[AUFGABEN]:
**A)** Wie viele Seiten hat das Buch laut dem Textauszug über Identität?
**B)** Schreib den Textauszug über Identität nach seinem letzten Satz weiter.

Die Suche nach der eigenen Identität ist für viele Menschen ein zentrales Thema – nicht nur in der Pubertät. Doch lässt sie sich überhaupt definieren? Ist nicht jeder Versuch, sich selbst bzw. den Kern der eigenen Persönlichkeit zu beschreiben bzw. die dazugehörigen Anteile zu benennen, nur ein temporäres Konstrukt, das sich aus der momentanen Selbstwahrnehmung ableitet? Verändern wir uns ständig oder gibt es Konstanten in unserem Wesenskern? Ist nicht jede (Selbst-)Definition abhängig von der Perspektive, aus der heraus sie konstruiert wird? Antworten auf diese Fragen suchte ich nun also in diesem Buch, das ungefähr 600 Seiten umfasst und keineswegs als „seichte Lektüre“ bezeichnet werden sollte. Nur ein einziges Kapitel – nämlich die psychiatrische Sicht – war für mich kaum zu verstehen. Alle anderen, selbst die, von denen ich mir zunächst keinen wesentlichen Erkenntnisgewinn erhoffte, haben die Lektüre zu einer wahren Freude gemacht!

Worum geht es inhaltlich? Im ersten Teil des Buches wird – nach einem Vorwort des Herausgebers Prof. Dr. Dr. Dr. Hilarion G. Petzold – darüber philosophiert, welche Formen „Identität“ eigentlich annehmen kann. Im Anschluss daran werden von namhaften Wissenschaftlern und Experten ethnologische, soziologische, sozialpsychologische, politologische, gendertheoretische, psychiatrische und theologische Perspektiven vorgestellt. Dadurch eröffnet sich ein interdisziplinärer Zugang zu diesem Thema, der so umfassend und fundiert wohl kaum in einem anderen Buch zu finden ist.

Angetan haben es mir vor allem die Sichtweisen der verschiedenen psychotherapeutischen Schulen, die im zweiten Teil des Buches behandelt werden. In dem Kapitel von Dr. Gerhard Zarbock wird das Konstrukt „Identität“ bspw. aus verhaltenstherapeutischer Perspektive betrachtet und fußt demnach auf fünf Pfeilern: Selbstpräsenz-Erfahrung, metakognitive Selbstkontrolle, Selbsterzeugung von Realität, Identifikation mit Bewusstseinsinhalten und der Selbst-Einbindung in die Umwelt. Weiter geht es mit der Individualtherapie von Alfred Adler, der Analytischen Therapie von C. G. Jung und neueren psychoanalytischen Perspektiven. Es folgen Ausführungen aus der Gestalttherapie, der Gesprächspsychotherapie von Carl Rogers sowie der systemischen Therapie. Zum Schluss meldet sich der Herausgeber nochmals selbst zu Wort und erläutert, warum er in der integrativen Identitätstheorie die Grundlage einer entwicklungspsychologisch und sozialisationstheoretisch begründeten Persönlichkeitstheorie und Psychotherapie sieht. Hier finden sich dann auch einige Anregungen für die praktische Identitätsarbeit mit Klienten.

[DATENEINTRÄGE]:
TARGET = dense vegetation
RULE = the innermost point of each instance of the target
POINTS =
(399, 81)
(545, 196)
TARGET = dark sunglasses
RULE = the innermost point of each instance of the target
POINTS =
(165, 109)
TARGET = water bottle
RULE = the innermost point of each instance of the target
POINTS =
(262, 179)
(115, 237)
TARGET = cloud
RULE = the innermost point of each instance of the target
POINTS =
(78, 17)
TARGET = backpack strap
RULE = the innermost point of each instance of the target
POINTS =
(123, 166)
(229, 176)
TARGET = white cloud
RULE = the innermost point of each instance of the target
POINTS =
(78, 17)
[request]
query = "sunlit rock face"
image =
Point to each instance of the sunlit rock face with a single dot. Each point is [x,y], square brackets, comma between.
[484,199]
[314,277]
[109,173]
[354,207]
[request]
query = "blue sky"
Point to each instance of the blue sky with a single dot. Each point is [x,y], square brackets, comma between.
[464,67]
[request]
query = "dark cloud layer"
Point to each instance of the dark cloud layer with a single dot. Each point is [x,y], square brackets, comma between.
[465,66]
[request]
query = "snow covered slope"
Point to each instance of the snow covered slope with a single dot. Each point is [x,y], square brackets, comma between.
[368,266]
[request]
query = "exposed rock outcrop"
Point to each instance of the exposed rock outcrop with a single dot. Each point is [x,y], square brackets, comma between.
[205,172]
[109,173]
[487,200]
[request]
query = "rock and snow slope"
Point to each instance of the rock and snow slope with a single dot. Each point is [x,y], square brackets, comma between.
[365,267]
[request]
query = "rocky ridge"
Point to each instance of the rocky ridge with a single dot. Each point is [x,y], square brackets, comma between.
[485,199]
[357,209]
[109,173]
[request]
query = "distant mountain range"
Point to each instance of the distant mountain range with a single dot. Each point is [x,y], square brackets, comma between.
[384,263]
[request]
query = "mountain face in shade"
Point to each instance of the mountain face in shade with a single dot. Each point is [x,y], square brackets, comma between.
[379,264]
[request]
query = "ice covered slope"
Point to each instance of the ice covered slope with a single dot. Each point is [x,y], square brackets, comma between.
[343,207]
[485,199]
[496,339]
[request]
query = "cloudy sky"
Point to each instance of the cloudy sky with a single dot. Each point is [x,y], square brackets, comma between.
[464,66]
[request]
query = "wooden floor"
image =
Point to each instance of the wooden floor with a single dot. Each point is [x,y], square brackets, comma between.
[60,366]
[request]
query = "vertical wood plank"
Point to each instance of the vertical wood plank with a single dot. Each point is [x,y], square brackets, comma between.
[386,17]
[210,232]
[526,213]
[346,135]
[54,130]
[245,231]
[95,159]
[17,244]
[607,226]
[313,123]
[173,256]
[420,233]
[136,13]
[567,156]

[LÖSUNGEN]:
**A)** Ungefähr 600 Seiten.

**B)**
Nachdem ich nun alles gelesen hatte, musste ich mir die Frage stellen, was letztendlich in meinem Gedächtnis „hängengeblieben“ ist? Wahrscheinlich nicht allzu viel. Von daher werde ich mir gewiss im Laufe der Zeit das ein oder andere Kapitel nochmals vornehmen, um mir die wesentlichen Aussagen herauszuschreiben und sie mit eigenen Überlegungen zu unterfüttern. Immerhin habe ich die Inhalte jenes Kapitels, in dem das Konzept der Identität aus Sicht der Verhaltenstherapie beleuchtet wird, bereits in meinen Unterricht integriert. Der Anfang wäre also gemacht!

Wer sich also für das Thema „Identität“ interessiert und sich umfassend über den aktuellen wissenschaftlichen Diskurs informieren möchte, dem sei dieses Buch sehr empfohlen! Zwar weiß ich nicht, ob ich diesem Werk mit einer solchen Rezension auch nur annähernd gerecht werde, trotzdem möchte ich sie jetzt – nachdem ich mehrere Monate darüber nachgedacht habe, ob und wie ich sie verfasse – veröffentlichen. Ich rate Ihnen aber, diese großartige Artikelsammlung selbst zu lesen – nicht nur, aber vor allem dann, wenn Sie oder Ihre Klienten ein “Identitätsproblem” haben und daran arbeiten wollen.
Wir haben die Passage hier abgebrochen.